→ Instructions for the task
Return, character for character, the lines from the one bearing "Exercise. Tag every instance of the crowd" through the end of the material. Omit everything before that line.

→ Dataset records
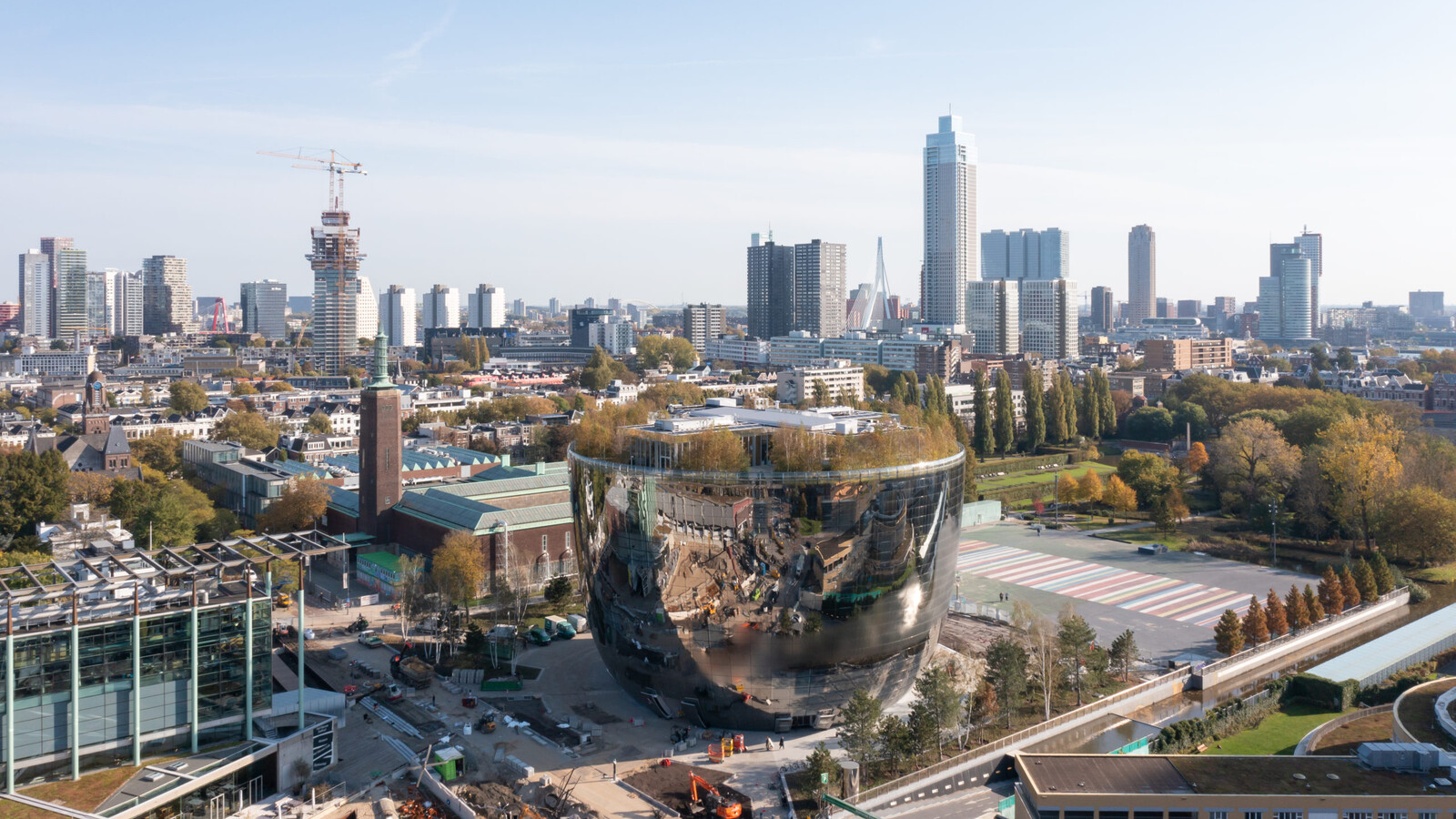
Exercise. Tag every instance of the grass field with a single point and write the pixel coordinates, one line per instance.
(1279, 733)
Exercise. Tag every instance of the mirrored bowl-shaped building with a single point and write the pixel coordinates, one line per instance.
(763, 599)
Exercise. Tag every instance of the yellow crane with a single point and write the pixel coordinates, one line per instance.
(335, 164)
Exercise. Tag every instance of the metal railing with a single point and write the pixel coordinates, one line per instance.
(1026, 734)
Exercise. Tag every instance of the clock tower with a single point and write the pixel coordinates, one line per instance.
(380, 486)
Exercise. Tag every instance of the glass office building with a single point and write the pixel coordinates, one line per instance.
(763, 599)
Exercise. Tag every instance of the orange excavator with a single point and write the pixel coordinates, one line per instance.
(717, 804)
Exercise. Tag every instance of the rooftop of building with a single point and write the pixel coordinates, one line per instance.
(1271, 775)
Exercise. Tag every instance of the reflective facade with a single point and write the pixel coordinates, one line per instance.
(762, 601)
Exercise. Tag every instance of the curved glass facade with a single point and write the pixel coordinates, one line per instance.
(762, 601)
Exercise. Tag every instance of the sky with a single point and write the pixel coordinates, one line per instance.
(630, 150)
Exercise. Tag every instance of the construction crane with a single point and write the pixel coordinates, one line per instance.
(335, 164)
(717, 804)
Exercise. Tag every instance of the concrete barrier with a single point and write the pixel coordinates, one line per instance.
(1303, 748)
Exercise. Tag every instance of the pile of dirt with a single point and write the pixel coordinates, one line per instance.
(670, 785)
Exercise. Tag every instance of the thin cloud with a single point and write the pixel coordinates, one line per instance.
(407, 62)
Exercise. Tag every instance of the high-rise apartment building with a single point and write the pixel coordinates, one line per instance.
(819, 288)
(1142, 274)
(337, 295)
(1314, 248)
(771, 288)
(35, 293)
(397, 315)
(167, 296)
(72, 288)
(1026, 254)
(487, 307)
(951, 239)
(1427, 303)
(1285, 295)
(127, 303)
(1048, 318)
(266, 307)
(1104, 310)
(440, 308)
(703, 324)
(994, 312)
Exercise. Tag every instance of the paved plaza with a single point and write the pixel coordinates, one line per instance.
(1169, 601)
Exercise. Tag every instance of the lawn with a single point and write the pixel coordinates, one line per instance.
(1279, 733)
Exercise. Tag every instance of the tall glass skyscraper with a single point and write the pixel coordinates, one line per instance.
(951, 242)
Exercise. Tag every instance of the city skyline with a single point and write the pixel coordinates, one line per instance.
(1203, 172)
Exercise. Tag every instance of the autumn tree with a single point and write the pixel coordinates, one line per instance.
(1228, 634)
(1254, 464)
(303, 501)
(1256, 625)
(1358, 458)
(1276, 615)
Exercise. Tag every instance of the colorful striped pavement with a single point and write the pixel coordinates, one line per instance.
(1132, 591)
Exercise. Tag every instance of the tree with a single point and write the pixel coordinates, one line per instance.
(1365, 581)
(558, 592)
(319, 423)
(1254, 464)
(1358, 458)
(248, 429)
(1036, 417)
(1089, 489)
(1149, 423)
(36, 487)
(1296, 611)
(458, 569)
(1228, 634)
(1276, 615)
(1350, 588)
(1331, 592)
(983, 439)
(302, 501)
(187, 397)
(1256, 625)
(1075, 639)
(1118, 496)
(1419, 525)
(859, 726)
(1312, 605)
(982, 707)
(1125, 653)
(1005, 413)
(1006, 672)
(1383, 577)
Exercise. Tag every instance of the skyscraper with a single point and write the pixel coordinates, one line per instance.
(264, 308)
(441, 307)
(167, 296)
(35, 293)
(1103, 309)
(1026, 256)
(1314, 248)
(994, 312)
(819, 288)
(703, 324)
(335, 261)
(771, 288)
(72, 315)
(951, 242)
(397, 315)
(487, 307)
(1142, 274)
(127, 308)
(1048, 318)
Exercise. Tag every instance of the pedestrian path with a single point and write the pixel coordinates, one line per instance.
(1132, 591)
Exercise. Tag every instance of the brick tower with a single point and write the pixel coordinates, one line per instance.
(380, 487)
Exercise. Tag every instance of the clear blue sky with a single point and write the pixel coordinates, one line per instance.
(593, 149)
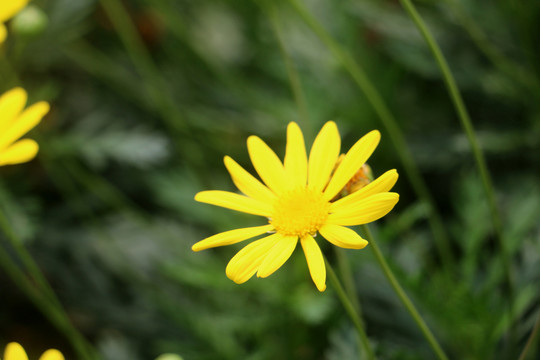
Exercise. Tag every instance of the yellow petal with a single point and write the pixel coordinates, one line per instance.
(11, 105)
(234, 202)
(342, 236)
(365, 211)
(323, 156)
(383, 183)
(315, 261)
(3, 33)
(247, 183)
(246, 262)
(52, 354)
(20, 152)
(8, 8)
(267, 164)
(277, 256)
(354, 159)
(25, 122)
(231, 237)
(295, 156)
(14, 351)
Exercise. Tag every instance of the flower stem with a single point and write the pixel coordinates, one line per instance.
(389, 122)
(350, 309)
(466, 123)
(294, 78)
(403, 296)
(50, 307)
(154, 82)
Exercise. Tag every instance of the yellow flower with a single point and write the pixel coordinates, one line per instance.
(8, 8)
(15, 351)
(298, 202)
(14, 123)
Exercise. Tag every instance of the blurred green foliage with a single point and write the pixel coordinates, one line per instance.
(148, 96)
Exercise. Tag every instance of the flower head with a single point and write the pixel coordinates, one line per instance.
(8, 9)
(299, 199)
(14, 351)
(15, 121)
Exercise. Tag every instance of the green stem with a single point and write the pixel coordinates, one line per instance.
(389, 122)
(530, 340)
(350, 309)
(403, 296)
(50, 309)
(348, 278)
(144, 64)
(466, 123)
(27, 260)
(294, 78)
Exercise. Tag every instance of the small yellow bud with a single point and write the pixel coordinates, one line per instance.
(31, 21)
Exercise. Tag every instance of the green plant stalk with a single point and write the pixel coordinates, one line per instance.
(348, 279)
(466, 123)
(27, 260)
(389, 122)
(143, 62)
(530, 340)
(294, 78)
(350, 309)
(403, 296)
(50, 309)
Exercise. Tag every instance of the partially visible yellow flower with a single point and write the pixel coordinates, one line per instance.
(15, 122)
(8, 8)
(298, 201)
(14, 351)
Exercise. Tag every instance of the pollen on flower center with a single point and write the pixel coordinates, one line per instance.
(299, 212)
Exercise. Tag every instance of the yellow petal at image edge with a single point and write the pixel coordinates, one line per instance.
(342, 236)
(315, 261)
(3, 33)
(12, 104)
(354, 159)
(323, 156)
(277, 256)
(234, 202)
(52, 354)
(364, 211)
(24, 123)
(14, 351)
(247, 183)
(20, 152)
(267, 164)
(246, 262)
(8, 8)
(231, 237)
(295, 156)
(383, 183)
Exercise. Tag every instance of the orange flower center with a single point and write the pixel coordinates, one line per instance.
(299, 212)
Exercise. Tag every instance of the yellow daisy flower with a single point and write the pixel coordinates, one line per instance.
(8, 8)
(15, 121)
(14, 351)
(299, 202)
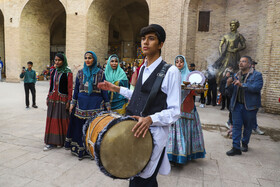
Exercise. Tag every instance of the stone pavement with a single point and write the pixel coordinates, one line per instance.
(24, 163)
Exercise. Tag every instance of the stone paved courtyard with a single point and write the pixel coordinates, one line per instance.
(24, 163)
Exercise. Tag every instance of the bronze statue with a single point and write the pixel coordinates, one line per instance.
(230, 57)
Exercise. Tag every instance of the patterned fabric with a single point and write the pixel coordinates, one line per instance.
(90, 72)
(114, 75)
(185, 140)
(86, 106)
(57, 114)
(185, 71)
(117, 101)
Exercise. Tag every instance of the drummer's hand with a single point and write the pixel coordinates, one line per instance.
(108, 86)
(229, 81)
(142, 126)
(237, 83)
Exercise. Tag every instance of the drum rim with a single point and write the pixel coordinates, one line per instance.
(98, 144)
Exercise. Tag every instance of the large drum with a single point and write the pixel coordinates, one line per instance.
(119, 154)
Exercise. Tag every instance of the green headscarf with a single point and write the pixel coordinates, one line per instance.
(64, 68)
(114, 75)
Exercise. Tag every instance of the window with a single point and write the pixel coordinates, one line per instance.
(204, 21)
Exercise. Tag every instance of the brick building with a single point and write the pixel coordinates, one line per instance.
(36, 29)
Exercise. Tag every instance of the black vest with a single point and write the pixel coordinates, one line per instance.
(141, 93)
(63, 83)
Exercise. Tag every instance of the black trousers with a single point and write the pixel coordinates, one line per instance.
(225, 101)
(212, 95)
(31, 87)
(149, 182)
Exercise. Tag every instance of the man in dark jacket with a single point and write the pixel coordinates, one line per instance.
(29, 76)
(222, 90)
(245, 102)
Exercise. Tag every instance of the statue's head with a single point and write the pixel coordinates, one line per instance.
(234, 24)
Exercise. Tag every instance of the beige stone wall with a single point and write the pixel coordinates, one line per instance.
(271, 58)
(35, 26)
(207, 43)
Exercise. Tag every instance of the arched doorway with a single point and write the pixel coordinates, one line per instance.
(42, 32)
(114, 26)
(2, 43)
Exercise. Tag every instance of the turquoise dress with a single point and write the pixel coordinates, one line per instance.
(117, 101)
(185, 139)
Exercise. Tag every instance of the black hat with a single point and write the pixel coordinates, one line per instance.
(159, 31)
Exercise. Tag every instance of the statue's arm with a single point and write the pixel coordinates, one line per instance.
(242, 43)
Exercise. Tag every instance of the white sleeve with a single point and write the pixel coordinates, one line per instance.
(171, 86)
(126, 92)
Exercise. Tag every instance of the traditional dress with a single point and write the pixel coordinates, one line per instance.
(185, 140)
(60, 93)
(165, 110)
(119, 78)
(88, 101)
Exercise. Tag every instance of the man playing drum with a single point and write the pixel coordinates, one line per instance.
(164, 108)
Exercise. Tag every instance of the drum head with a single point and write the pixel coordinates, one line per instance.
(121, 154)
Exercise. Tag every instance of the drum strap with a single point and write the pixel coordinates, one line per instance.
(156, 88)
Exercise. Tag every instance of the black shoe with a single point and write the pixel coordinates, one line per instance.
(233, 152)
(244, 147)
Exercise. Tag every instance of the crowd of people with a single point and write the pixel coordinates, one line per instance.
(172, 118)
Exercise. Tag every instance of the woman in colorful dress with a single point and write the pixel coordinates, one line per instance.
(87, 101)
(185, 140)
(116, 75)
(58, 102)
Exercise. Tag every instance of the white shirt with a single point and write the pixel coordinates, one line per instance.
(171, 86)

→ Solution
Exercise. Tag every instance of the crowd of people with a single point and write the pixel coordinates, one line per instance.
(172, 118)
Exercise. Tag every instance of the woman in colorful dress with a single point and write the pixel coordinates, one line per instance.
(87, 101)
(185, 140)
(116, 75)
(58, 102)
Exercise. Tag every instance of the white shirt with a single point and write the pixel coordinates, one line per instance.
(171, 86)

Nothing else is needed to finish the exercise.